Records held in a dataset:
******

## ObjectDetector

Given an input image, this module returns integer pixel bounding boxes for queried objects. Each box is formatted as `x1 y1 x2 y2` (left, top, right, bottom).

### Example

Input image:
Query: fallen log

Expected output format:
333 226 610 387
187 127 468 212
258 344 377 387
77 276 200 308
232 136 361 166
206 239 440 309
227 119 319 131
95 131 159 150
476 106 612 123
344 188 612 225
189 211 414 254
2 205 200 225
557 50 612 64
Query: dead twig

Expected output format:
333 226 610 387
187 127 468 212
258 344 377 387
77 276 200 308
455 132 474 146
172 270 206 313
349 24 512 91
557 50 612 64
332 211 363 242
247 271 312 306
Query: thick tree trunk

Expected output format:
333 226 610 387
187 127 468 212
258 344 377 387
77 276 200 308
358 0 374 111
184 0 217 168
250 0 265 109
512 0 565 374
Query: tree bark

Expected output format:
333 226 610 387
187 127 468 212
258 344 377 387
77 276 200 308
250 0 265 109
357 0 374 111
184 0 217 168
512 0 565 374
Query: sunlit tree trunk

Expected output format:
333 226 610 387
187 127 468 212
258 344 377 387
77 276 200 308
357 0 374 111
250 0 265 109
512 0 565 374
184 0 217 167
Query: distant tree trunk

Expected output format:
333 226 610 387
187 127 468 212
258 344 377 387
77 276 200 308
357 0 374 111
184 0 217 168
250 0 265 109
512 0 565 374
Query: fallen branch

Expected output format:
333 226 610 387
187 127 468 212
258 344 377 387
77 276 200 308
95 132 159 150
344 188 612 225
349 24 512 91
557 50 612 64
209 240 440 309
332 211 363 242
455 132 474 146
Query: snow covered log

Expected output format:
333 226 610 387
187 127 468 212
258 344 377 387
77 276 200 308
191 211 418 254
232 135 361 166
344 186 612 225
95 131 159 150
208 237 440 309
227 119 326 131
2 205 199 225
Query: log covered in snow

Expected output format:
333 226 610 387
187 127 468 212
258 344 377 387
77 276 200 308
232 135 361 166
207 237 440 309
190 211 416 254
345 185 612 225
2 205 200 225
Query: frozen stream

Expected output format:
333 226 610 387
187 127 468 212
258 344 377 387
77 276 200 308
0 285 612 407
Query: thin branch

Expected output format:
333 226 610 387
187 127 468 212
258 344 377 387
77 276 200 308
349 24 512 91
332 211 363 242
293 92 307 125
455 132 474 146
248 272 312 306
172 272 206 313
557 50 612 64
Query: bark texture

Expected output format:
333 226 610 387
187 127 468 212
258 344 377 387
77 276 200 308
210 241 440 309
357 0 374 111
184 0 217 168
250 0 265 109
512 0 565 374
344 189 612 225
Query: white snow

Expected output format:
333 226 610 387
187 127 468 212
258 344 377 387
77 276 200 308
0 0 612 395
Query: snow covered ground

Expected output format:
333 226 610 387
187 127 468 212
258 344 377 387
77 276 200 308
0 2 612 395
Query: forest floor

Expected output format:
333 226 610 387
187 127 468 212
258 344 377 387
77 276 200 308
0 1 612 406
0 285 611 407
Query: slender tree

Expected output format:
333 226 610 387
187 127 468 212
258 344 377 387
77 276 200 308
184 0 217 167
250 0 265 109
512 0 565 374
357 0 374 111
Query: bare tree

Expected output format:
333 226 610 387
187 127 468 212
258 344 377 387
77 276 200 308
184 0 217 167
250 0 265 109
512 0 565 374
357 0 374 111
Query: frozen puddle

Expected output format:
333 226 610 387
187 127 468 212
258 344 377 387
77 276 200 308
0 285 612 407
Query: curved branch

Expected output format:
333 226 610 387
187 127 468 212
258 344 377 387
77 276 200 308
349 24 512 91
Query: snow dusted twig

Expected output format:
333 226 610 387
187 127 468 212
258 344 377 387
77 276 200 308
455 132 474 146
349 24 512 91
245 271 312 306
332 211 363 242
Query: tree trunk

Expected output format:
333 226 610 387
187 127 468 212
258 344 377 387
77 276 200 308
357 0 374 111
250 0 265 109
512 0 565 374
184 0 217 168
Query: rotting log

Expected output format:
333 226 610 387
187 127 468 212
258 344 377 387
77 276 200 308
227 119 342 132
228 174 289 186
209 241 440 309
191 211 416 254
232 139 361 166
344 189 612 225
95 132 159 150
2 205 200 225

******

What is required
Give back every line of the material above, unchanged and in the same order.

Written answer
## ObjectDetector

Given an input image, this module returns integer pixel bounding boxes for queried objects. Each box is formatted as `x1 y1 x2 y2` (left, top, right, bottom).

### Example

Input image:
Query: fallen log

Expected output format:
333 226 610 387
187 127 468 212
258 344 377 387
77 276 200 308
232 136 361 166
206 239 440 309
227 119 319 131
95 131 159 150
476 106 612 123
344 188 612 225
189 211 414 254
2 205 200 225
557 50 612 64
Query: dead twig

Expected output format:
333 226 610 387
187 127 468 212
258 344 377 387
77 276 200 308
455 132 474 146
172 270 206 313
349 24 512 91
557 50 612 64
332 211 363 242
247 271 312 306
Query: thick tree trunk

Expected output format:
333 226 610 387
187 127 468 212
258 344 377 387
77 276 200 308
358 0 374 111
184 0 217 168
250 0 265 109
512 0 565 374
Query: tree bark

Expected output format:
333 226 610 387
187 127 468 212
258 344 377 387
77 276 200 308
250 0 265 109
357 0 374 111
184 0 217 168
512 0 565 374
Query: sunlit tree trunk

Expected output format:
333 226 610 387
187 127 468 212
258 344 377 387
77 276 200 308
357 0 374 111
250 0 265 109
512 0 565 374
184 0 217 167
Query: distant tree trunk

Expected output format:
333 226 610 387
187 127 468 212
258 344 377 387
77 276 200 308
357 0 374 111
184 0 217 168
250 0 265 109
512 0 565 374
Query: fallen branch

Expected output format:
333 226 610 387
187 127 468 212
258 344 377 387
77 276 200 308
95 132 159 150
344 188 612 225
349 24 512 91
557 50 612 64
209 240 440 309
332 211 363 242
455 132 474 146
Query: snow covered log

Expected output format:
333 226 610 387
187 127 468 212
258 344 377 387
77 276 200 308
191 211 418 254
232 135 361 166
344 186 612 225
95 131 159 150
208 237 440 309
227 119 326 131
2 205 199 225
Query: log covered in snow

Expected output format:
333 226 610 387
187 127 468 212
258 344 377 387
77 276 200 308
232 135 361 166
207 237 440 309
190 211 416 254
345 185 612 225
2 205 200 225
Query: frozen stream

Expected output format:
333 226 610 387
187 127 468 212
258 344 377 387
77 276 200 308
0 285 612 407
Query: thin branch

Expected output format:
333 226 610 387
187 127 468 212
258 344 377 387
77 276 200 308
349 24 512 91
332 211 363 242
293 92 307 125
455 132 474 146
248 272 312 306
172 272 206 313
557 50 612 64
Query: bark texture

Expected output format:
333 226 610 387
187 127 468 212
258 344 377 387
77 276 200 308
210 241 440 309
357 0 374 111
184 0 217 168
250 0 265 109
512 0 565 374
344 189 612 225
Query: white snow

Expected output format:
333 226 610 387
187 127 468 212
258 344 377 387
77 276 200 308
0 0 612 395
Query: snow covered ground

Expected output format:
333 226 610 387
187 127 468 212
258 344 377 387
77 276 200 308
0 2 612 395
Query: forest floor

Expected output format:
333 226 610 387
187 127 468 212
258 344 377 387
77 276 200 308
0 1 612 406
0 285 611 407
Query: slender tree

Expected output format:
333 226 610 387
187 127 468 212
258 344 377 387
77 276 200 308
184 0 217 167
250 0 265 109
512 0 565 374
357 0 374 111
Query: bare tree

Expected output format:
333 226 610 387
187 127 468 212
258 344 377 387
77 276 200 308
184 0 217 167
250 0 265 109
512 0 565 374
357 0 374 111
Query: frozen puddle

Expected output format:
333 226 610 387
187 127 468 212
258 344 377 387
77 276 200 308
0 285 612 407
Query: curved branch

Expected output format:
333 226 610 387
187 127 468 212
258 344 377 387
77 276 200 308
349 24 512 91
Query: snow dusted twig

Expected output format:
333 226 610 387
187 127 468 212
258 344 377 387
77 276 200 308
455 132 474 146
349 24 512 91
245 271 312 306
332 211 363 242
Query: tree trunk

Expected output format:
333 226 610 387
187 127 468 212
258 344 377 387
77 276 200 308
357 0 374 111
250 0 265 109
512 0 565 374
184 0 217 168
Query: rotting log

Expected output format:
333 226 610 387
187 127 468 212
258 344 377 387
77 276 200 308
227 119 342 132
228 174 289 186
209 241 440 309
191 211 416 254
232 139 361 166
344 189 612 225
95 132 159 150
2 205 200 225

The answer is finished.